THE DATA:
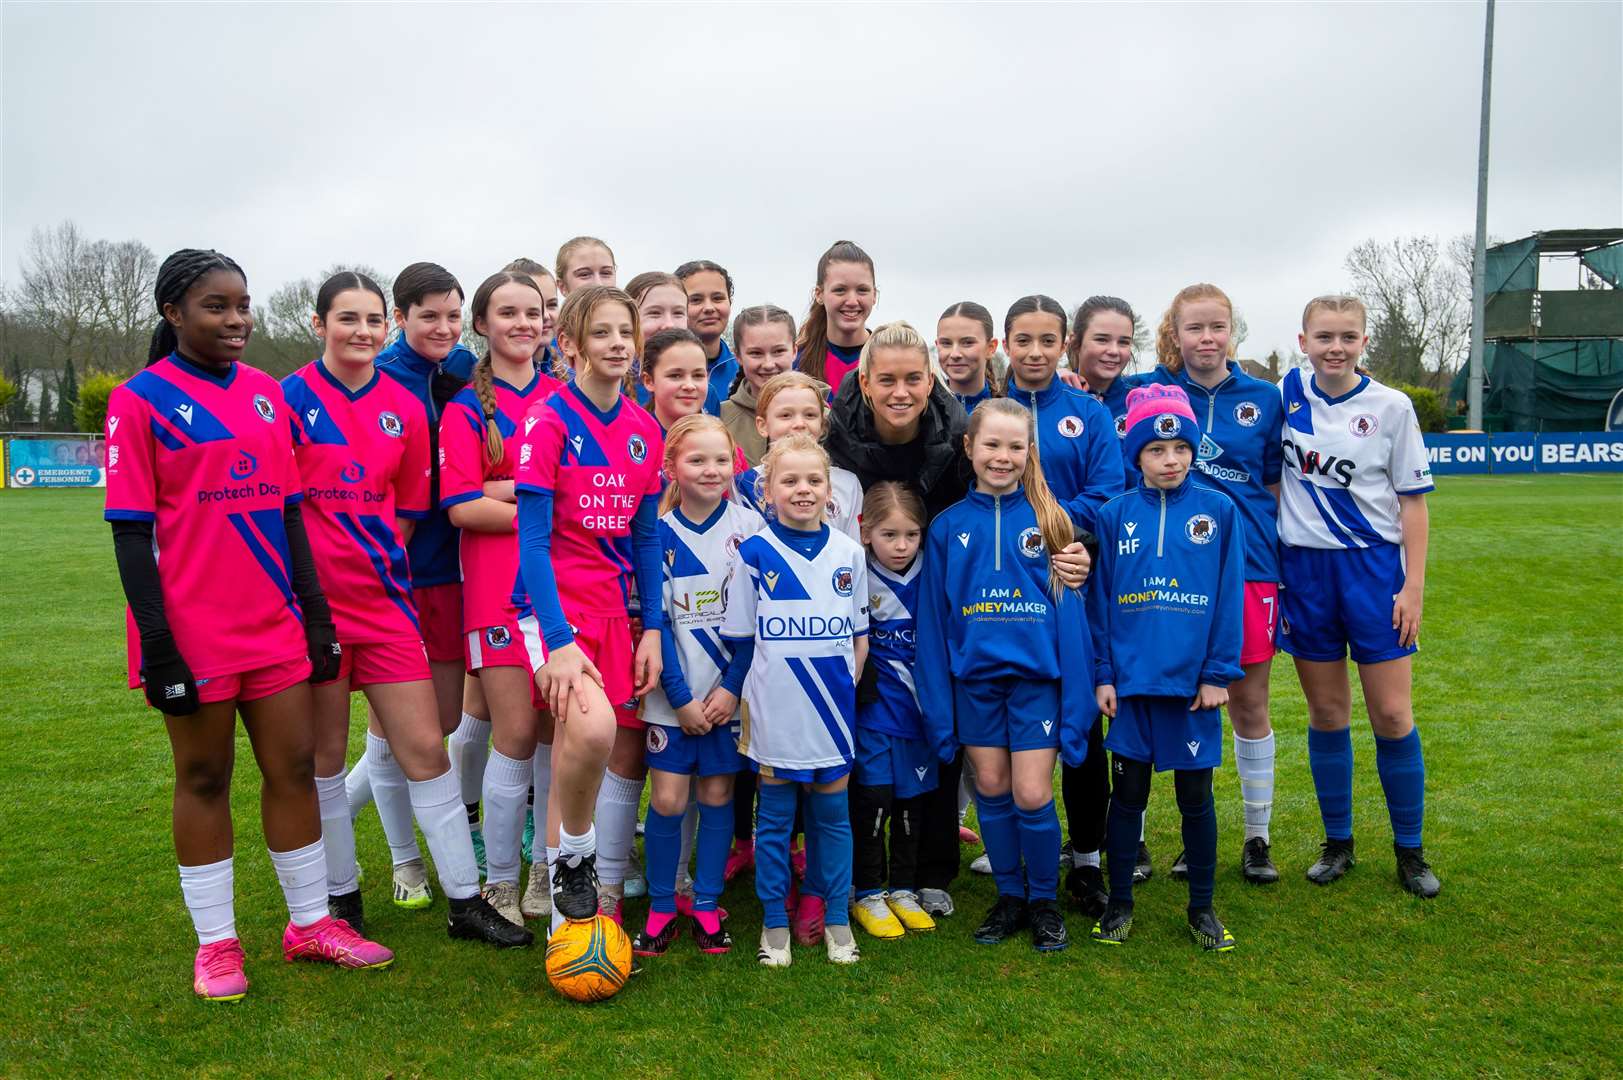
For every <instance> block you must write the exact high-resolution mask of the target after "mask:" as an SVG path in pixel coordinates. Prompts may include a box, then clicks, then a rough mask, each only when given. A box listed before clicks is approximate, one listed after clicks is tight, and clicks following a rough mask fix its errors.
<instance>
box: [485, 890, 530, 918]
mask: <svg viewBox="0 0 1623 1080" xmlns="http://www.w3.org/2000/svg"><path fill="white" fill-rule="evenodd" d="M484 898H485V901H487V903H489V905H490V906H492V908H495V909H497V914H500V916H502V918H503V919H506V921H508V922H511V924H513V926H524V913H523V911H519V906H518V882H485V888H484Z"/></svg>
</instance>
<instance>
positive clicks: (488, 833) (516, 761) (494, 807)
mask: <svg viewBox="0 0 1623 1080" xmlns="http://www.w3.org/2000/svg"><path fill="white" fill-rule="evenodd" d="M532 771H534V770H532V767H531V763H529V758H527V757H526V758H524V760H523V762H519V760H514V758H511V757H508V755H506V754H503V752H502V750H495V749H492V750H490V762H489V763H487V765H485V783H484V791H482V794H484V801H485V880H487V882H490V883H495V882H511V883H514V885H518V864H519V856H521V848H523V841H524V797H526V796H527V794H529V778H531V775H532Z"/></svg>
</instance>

PROBLEM STATEMENT: A faithful copy of all the lines above is needed, with the pictures omitted.

OUTPUT OF THE TASK:
For every <instance> block you must write the exact high-resolution mask of the target after "mask:" as an SVG path in pixel coordinates. Prompts may include a box, then clicks, then a rough mask, each only when given. A box listed before clicks is approximate, one listed after clicks is tight, and clicks following a rough mask fix its errors.
<instance>
box: [485, 890, 530, 918]
mask: <svg viewBox="0 0 1623 1080" xmlns="http://www.w3.org/2000/svg"><path fill="white" fill-rule="evenodd" d="M484 898H485V901H487V903H489V905H490V906H492V908H495V909H497V914H500V916H502V918H503V919H506V921H508V922H511V924H513V926H524V913H523V911H519V906H518V882H485V888H484Z"/></svg>
</instance>
<instance>
positive clicks: (488, 833) (516, 761) (494, 807)
mask: <svg viewBox="0 0 1623 1080" xmlns="http://www.w3.org/2000/svg"><path fill="white" fill-rule="evenodd" d="M532 771H534V770H532V767H531V763H529V758H527V757H526V758H524V760H523V762H519V760H514V758H511V757H508V755H506V754H503V752H502V750H495V749H492V750H490V762H489V763H487V765H485V783H484V791H482V794H484V801H485V880H487V882H490V883H495V882H511V883H514V885H518V864H519V856H521V848H523V841H524V797H526V796H527V794H529V778H531V775H532Z"/></svg>
</instance>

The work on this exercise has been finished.